SHORT PROBLEM: Copy the entries below word for word, with no changes at all.

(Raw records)

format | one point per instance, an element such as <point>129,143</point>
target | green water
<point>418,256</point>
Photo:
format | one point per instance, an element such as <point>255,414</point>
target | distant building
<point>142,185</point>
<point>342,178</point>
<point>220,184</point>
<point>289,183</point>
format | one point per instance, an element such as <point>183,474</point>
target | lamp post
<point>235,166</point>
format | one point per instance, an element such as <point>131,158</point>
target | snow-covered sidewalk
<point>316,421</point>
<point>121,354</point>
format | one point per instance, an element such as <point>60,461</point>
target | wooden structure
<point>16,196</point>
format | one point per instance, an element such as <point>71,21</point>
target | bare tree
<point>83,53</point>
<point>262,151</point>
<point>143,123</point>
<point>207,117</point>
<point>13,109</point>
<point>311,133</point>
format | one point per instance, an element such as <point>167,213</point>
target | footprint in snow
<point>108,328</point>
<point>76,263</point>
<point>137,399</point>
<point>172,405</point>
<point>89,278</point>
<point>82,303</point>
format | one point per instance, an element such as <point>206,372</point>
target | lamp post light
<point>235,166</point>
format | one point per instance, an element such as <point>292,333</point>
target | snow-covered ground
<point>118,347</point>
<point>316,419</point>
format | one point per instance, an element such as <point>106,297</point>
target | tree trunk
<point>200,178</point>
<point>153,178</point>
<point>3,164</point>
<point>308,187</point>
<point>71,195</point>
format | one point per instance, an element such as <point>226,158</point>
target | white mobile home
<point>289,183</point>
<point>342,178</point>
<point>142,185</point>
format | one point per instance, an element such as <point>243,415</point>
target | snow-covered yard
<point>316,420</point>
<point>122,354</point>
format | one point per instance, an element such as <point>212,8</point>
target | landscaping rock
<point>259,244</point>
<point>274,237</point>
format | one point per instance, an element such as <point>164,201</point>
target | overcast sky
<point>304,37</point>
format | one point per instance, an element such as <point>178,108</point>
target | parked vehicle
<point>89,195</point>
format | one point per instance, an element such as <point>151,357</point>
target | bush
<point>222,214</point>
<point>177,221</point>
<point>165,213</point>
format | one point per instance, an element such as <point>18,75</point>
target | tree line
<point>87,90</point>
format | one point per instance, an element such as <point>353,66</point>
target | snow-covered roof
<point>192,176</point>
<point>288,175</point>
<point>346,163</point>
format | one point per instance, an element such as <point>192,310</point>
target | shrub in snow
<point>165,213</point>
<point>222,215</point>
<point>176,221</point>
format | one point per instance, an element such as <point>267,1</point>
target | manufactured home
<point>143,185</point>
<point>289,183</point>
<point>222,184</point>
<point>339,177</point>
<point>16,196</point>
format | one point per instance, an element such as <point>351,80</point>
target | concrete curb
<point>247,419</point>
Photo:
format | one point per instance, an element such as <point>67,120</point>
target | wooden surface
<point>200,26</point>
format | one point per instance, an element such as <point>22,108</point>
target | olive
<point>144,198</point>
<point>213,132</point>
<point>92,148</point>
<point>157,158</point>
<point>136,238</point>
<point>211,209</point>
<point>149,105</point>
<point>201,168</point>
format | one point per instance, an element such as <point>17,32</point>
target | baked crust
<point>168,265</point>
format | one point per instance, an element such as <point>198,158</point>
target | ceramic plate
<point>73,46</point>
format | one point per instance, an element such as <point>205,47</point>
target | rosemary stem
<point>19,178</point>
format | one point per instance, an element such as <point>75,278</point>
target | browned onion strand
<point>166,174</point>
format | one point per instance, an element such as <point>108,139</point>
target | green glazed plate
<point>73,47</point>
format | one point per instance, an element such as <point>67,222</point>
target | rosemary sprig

OUTPUT FOR THIS TASK:
format | one point per instance, an element such as <point>129,143</point>
target | green water
<point>418,256</point>
Photo:
format | one point per instance, an element such as <point>255,414</point>
target | distant building
<point>142,185</point>
<point>342,178</point>
<point>220,184</point>
<point>289,183</point>
format | one point per instance, an element such as <point>183,474</point>
target | lamp post
<point>235,166</point>
format | one point per instance, an element such as <point>131,158</point>
target | snow-covered sidewalk
<point>316,421</point>
<point>121,354</point>
format | one point per instance, an element such as <point>60,461</point>
target | wooden structure
<point>16,196</point>
format | one point per instance, an element such as <point>71,21</point>
target | bare tree
<point>83,53</point>
<point>262,151</point>
<point>143,123</point>
<point>207,117</point>
<point>13,109</point>
<point>311,133</point>
format | one point per instance, an element such as <point>167,213</point>
target | footprint in snow
<point>108,328</point>
<point>76,263</point>
<point>137,399</point>
<point>172,405</point>
<point>89,278</point>
<point>82,303</point>
format | one point per instance, an element such as <point>206,372</point>
target | lamp post light
<point>235,166</point>
format | one point per instance, an element such as <point>292,333</point>
target | snow-covered ground
<point>118,347</point>
<point>316,419</point>
format | one point per instance, an element such as <point>106,297</point>
target | tree trunk
<point>200,178</point>
<point>153,178</point>
<point>3,164</point>
<point>308,187</point>
<point>71,195</point>
format | one point per instance, an element such as <point>226,158</point>
target | white mobile home
<point>289,183</point>
<point>342,178</point>
<point>142,185</point>
format | one point per instance, an element such as <point>243,415</point>
target | snow-covered yard
<point>316,420</point>
<point>122,354</point>
format | one point per instance, an element such as <point>212,8</point>
target | landscaping rock
<point>259,244</point>
<point>274,237</point>
format | one point per instance, an element such as <point>164,201</point>
target | overcast sky
<point>304,37</point>
format | one point per instance, an element such as <point>178,108</point>
target | parked vehicle
<point>89,195</point>
format | one point per instance, an element such as <point>151,357</point>
target | bush
<point>222,214</point>
<point>177,221</point>
<point>165,213</point>
format | one point per instance, an element such as <point>18,75</point>
target | tree line
<point>87,90</point>
format | one point per instance, an element such as <point>353,66</point>
target | snow-covered roof
<point>192,176</point>
<point>288,175</point>
<point>346,163</point>
format | one point per instance, an element such as <point>192,310</point>
target | shrub in snow
<point>165,213</point>
<point>222,215</point>
<point>176,221</point>
format | one point per instance, an element such as <point>267,1</point>
target | manufactured home
<point>143,185</point>
<point>289,183</point>
<point>222,184</point>
<point>339,177</point>
<point>16,196</point>
format | one point per instance, an element such as <point>351,80</point>
target | concrete curb
<point>247,419</point>
Photo:
format | one point per instance, an element such as <point>67,120</point>
target | wooden surface
<point>200,26</point>
format | one point per instance, an element such as <point>22,108</point>
target | olive
<point>144,198</point>
<point>213,132</point>
<point>92,148</point>
<point>157,158</point>
<point>136,238</point>
<point>211,209</point>
<point>149,105</point>
<point>201,168</point>
format | one point per instance, an element such as <point>17,32</point>
target | baked crust
<point>168,265</point>
format | one point per instance, an element such as <point>198,158</point>
target | ceramic plate
<point>73,46</point>
format | one point per instance, an element such as <point>205,47</point>
target | rosemary stem
<point>19,178</point>
format | one point per instance, an element such as <point>75,278</point>
target | browned onion strand
<point>166,174</point>
format | one point per instance, an element such as <point>108,139</point>
target | green glazed plate
<point>73,47</point>
format | one point per instance, an element such as <point>67,222</point>
target | rosemary sprig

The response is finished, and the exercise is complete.